■ Work required ■
Each record should be given again exactly, and any picture in it left out.

■ Extracted information ■

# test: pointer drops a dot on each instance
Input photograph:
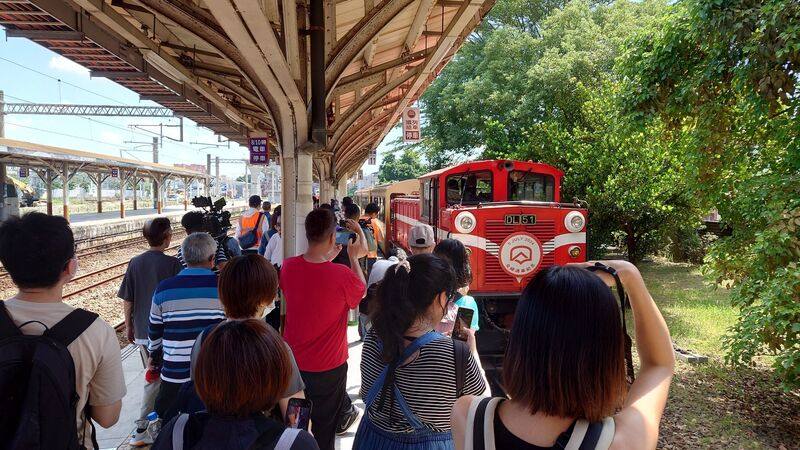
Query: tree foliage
(723, 76)
(550, 93)
(657, 112)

■ Output below ■
# test: pointer drops a dot on each instance
Input photograph:
Query: tree foliage
(723, 76)
(550, 93)
(657, 112)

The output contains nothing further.